Short exercise: Nothing but the lines from the one that contains "Would you mind pinning the speckled" through the end of the listing should appear, set down exactly.

BEGIN

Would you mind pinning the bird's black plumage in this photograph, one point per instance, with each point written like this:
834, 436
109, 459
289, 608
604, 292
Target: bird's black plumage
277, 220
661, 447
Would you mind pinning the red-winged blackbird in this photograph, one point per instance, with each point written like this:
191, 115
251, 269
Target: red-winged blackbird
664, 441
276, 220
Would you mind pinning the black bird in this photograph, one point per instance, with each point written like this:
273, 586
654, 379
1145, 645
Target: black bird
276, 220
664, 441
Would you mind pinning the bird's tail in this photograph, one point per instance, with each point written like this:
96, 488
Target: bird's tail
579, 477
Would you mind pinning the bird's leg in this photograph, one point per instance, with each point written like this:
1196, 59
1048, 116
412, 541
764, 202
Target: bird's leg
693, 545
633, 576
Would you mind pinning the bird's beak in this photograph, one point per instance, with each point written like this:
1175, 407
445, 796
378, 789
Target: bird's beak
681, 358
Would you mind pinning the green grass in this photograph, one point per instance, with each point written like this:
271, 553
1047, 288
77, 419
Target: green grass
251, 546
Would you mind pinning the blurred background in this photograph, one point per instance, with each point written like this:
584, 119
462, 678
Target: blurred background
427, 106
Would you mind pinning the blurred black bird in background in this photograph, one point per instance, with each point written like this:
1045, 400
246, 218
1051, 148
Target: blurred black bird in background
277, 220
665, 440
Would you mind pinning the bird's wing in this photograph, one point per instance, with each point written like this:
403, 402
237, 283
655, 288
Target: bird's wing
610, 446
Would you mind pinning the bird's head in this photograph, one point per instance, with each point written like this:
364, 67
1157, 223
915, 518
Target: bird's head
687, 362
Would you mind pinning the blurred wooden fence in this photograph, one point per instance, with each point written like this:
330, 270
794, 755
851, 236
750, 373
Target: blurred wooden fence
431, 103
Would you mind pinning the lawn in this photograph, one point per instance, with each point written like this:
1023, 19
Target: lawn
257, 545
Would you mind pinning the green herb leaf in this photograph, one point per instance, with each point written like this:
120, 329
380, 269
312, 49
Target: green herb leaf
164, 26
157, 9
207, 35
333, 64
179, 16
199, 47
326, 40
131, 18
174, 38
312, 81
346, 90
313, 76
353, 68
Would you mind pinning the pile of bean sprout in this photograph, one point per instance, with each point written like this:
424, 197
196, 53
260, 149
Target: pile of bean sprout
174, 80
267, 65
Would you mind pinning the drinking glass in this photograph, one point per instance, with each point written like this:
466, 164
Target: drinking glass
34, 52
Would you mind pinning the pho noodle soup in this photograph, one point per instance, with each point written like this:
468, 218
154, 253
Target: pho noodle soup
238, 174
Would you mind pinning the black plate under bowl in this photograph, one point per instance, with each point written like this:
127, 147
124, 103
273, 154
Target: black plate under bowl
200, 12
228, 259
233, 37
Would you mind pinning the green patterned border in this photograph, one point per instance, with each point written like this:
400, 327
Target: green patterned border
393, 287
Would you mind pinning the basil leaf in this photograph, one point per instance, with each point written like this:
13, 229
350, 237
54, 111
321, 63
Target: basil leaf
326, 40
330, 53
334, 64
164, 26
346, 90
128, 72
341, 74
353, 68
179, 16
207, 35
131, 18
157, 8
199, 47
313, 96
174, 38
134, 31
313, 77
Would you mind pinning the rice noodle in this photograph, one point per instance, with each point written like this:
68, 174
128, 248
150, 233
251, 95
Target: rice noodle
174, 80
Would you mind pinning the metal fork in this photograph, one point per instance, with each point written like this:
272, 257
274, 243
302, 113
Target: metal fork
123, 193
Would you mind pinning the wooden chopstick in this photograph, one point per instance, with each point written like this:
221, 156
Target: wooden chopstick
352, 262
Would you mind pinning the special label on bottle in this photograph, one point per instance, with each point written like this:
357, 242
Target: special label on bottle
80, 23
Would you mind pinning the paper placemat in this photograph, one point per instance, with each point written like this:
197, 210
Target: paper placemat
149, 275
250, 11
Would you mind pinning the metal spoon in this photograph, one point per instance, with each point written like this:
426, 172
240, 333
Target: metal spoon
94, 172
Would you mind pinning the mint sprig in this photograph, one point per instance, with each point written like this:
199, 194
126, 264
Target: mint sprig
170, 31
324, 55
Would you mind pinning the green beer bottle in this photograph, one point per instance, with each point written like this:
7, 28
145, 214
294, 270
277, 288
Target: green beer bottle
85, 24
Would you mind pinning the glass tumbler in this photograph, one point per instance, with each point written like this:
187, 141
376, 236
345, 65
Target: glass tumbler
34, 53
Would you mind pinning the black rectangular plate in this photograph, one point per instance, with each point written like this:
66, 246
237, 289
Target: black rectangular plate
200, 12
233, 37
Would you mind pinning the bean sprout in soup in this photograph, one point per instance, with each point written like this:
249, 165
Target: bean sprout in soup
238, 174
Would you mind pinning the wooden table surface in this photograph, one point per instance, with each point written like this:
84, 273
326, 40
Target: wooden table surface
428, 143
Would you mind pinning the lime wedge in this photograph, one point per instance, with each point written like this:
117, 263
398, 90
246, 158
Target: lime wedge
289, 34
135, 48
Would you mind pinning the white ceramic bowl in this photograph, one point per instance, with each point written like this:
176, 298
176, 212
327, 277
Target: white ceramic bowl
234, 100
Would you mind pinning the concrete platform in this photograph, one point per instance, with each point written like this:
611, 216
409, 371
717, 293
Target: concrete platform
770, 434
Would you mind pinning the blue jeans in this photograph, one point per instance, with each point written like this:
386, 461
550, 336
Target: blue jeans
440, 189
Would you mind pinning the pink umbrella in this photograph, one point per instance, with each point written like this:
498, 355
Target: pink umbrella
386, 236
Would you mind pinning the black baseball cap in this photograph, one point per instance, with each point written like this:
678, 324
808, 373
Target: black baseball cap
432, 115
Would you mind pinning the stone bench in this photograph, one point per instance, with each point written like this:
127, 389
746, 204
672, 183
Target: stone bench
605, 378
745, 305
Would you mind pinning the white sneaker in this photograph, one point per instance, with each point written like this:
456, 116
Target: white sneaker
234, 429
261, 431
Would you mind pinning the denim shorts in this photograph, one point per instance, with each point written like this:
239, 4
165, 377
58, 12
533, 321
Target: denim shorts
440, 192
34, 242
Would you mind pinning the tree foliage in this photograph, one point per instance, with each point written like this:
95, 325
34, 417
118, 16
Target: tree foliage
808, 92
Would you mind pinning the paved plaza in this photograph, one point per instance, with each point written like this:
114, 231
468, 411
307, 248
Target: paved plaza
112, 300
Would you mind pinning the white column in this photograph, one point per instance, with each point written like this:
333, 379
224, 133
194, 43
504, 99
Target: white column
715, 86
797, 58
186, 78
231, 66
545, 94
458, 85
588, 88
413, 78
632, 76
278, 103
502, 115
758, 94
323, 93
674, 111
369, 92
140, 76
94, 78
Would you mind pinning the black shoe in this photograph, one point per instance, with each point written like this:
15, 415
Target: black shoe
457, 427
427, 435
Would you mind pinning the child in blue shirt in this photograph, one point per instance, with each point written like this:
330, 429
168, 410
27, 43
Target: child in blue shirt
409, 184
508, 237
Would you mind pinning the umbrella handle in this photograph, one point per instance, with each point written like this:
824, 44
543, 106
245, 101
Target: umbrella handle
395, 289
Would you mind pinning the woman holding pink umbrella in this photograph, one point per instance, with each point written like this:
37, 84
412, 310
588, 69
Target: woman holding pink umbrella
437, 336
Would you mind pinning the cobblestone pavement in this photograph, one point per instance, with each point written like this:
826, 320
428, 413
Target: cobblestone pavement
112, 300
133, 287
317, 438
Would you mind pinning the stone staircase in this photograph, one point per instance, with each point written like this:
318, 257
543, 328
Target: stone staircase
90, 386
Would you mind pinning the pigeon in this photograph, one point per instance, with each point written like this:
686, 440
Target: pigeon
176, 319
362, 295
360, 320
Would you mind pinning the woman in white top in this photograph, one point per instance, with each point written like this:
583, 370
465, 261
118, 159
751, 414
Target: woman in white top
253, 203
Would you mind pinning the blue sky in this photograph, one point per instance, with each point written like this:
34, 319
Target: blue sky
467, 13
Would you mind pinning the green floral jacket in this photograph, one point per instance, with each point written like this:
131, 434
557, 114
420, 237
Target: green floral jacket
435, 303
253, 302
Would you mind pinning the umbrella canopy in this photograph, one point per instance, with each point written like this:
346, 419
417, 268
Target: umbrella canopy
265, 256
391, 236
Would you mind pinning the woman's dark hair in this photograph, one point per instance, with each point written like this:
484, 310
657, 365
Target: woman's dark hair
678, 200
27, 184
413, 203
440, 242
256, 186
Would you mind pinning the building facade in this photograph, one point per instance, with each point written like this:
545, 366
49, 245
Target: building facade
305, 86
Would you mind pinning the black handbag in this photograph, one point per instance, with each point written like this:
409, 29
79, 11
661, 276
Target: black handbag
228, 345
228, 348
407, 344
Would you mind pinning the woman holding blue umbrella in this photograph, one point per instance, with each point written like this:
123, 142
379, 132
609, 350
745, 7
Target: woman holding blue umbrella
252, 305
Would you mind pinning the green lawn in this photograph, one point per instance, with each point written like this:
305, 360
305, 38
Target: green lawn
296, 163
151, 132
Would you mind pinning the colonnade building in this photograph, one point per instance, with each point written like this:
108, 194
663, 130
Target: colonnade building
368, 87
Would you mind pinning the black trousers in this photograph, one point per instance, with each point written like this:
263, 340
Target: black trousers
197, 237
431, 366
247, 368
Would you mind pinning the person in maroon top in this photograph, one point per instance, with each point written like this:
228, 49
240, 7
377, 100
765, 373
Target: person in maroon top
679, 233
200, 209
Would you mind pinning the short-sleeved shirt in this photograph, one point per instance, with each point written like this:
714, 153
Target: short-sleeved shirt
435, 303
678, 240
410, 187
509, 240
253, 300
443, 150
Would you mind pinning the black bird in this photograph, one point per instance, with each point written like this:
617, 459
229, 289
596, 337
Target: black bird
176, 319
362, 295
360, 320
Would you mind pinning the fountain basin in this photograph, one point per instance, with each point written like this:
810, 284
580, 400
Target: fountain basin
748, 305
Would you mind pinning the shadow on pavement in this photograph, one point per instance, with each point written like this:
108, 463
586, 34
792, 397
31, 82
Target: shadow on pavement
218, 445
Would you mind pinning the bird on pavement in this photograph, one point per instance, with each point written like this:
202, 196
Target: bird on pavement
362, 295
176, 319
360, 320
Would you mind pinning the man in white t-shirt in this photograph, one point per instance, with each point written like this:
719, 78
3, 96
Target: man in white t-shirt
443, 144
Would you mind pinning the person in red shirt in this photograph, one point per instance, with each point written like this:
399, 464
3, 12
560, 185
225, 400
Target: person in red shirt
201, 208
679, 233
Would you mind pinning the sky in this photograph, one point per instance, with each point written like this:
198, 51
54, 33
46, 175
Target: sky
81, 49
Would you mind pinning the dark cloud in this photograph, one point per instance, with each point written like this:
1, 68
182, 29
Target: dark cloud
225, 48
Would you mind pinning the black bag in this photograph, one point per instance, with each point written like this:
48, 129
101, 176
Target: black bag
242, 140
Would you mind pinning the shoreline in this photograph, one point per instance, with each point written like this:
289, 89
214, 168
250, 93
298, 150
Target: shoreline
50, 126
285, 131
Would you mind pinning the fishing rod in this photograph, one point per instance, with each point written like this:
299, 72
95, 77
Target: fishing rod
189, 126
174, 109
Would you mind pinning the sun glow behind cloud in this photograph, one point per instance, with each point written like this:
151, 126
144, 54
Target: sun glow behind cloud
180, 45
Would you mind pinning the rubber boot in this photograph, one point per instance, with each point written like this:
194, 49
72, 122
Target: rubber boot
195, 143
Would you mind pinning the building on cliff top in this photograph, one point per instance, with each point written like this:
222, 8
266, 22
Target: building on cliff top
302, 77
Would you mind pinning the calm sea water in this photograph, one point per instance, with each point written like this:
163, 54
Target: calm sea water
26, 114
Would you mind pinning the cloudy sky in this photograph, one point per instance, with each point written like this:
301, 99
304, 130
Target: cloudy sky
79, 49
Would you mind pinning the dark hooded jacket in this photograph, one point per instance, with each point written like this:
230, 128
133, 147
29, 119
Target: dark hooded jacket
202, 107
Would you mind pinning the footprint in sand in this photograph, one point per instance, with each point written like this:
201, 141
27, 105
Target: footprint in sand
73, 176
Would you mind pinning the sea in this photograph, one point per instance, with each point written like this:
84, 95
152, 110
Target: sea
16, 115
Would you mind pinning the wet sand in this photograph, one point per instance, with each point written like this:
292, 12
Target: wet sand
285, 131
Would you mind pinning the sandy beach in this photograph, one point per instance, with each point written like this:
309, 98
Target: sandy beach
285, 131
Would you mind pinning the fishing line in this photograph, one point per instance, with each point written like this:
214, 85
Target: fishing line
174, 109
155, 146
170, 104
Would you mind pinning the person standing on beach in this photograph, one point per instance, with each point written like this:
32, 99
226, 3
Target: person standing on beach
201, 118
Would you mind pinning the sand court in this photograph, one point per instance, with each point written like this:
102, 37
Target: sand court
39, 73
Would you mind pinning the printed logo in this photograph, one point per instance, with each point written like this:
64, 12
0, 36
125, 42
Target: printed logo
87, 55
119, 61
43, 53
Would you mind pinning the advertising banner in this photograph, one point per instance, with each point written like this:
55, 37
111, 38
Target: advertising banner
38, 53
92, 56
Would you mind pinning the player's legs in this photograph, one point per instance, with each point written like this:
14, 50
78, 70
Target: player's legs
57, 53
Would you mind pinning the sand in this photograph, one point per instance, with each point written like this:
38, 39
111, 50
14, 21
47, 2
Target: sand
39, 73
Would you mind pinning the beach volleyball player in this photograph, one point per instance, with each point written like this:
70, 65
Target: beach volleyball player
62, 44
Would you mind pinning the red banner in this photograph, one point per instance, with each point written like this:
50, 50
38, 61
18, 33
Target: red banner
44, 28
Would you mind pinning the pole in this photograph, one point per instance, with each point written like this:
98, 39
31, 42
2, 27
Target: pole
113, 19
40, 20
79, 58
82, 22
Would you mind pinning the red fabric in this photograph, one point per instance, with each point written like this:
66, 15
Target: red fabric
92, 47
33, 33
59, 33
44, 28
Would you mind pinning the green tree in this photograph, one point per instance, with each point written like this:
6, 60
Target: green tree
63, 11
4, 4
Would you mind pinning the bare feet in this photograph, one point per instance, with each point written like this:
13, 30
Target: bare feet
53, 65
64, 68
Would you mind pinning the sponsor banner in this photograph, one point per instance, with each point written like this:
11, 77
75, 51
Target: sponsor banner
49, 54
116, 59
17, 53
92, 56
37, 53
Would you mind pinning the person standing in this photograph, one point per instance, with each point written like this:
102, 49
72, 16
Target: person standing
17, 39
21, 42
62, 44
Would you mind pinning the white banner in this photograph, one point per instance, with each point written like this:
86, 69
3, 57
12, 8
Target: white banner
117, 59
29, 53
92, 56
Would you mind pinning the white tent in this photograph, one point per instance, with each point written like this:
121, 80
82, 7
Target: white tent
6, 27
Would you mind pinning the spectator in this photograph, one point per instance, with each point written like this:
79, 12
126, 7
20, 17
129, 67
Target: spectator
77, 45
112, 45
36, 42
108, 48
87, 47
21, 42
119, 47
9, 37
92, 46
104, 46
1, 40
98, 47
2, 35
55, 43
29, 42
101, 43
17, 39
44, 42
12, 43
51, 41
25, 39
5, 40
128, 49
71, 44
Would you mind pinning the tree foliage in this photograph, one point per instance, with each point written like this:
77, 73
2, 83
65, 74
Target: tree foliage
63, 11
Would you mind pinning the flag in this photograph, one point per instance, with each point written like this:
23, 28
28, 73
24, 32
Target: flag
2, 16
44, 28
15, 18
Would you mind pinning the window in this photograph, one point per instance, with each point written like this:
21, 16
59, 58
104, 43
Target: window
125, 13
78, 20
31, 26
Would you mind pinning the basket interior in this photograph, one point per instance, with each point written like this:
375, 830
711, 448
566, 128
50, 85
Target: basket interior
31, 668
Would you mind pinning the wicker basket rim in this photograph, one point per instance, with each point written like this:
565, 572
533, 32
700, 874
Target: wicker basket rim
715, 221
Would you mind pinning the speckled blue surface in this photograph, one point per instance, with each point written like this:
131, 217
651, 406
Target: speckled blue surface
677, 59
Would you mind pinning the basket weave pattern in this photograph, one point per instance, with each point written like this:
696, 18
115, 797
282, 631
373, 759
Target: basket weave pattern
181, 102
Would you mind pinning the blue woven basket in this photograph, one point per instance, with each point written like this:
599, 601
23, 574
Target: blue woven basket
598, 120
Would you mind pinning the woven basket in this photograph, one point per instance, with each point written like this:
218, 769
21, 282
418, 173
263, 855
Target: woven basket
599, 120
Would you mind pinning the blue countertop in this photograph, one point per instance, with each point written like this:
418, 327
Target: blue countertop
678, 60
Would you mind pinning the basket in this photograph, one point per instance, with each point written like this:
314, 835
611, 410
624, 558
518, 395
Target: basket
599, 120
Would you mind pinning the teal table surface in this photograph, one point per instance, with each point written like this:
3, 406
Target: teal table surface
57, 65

END

Reply to the task:
Would you mind pinning the speckled blue surface in this photograph, one point per instance, with each point written like this:
131, 217
651, 406
Target: speckled blue surface
677, 59
Would you mind pinning the basket weave pattern in this photograph, one point per instance, with each point written like this:
696, 18
115, 797
282, 631
373, 759
Target: basket weave pattern
181, 102
Would you mind pinning the blue woven basket in this photograph, one point per instance, with each point written like this:
599, 601
23, 574
Target: blue woven basket
598, 120
Would you mind pinning the woven basket in this photograph, one point per instance, with each point written like this:
218, 769
21, 282
418, 173
263, 855
Target: woven basket
599, 120
Would you mind pinning the blue countertop in this photograph, one point per instance, with each point written like this:
418, 327
Target: blue countertop
678, 60
Would you mind pinning the basket in this photograph, one point per instance, with each point written like this:
314, 835
611, 410
624, 558
518, 395
Target: basket
599, 120
Would you mind pinning the teal table surface in this photograph, one point per instance, with each point written like this:
3, 406
Target: teal table surface
57, 65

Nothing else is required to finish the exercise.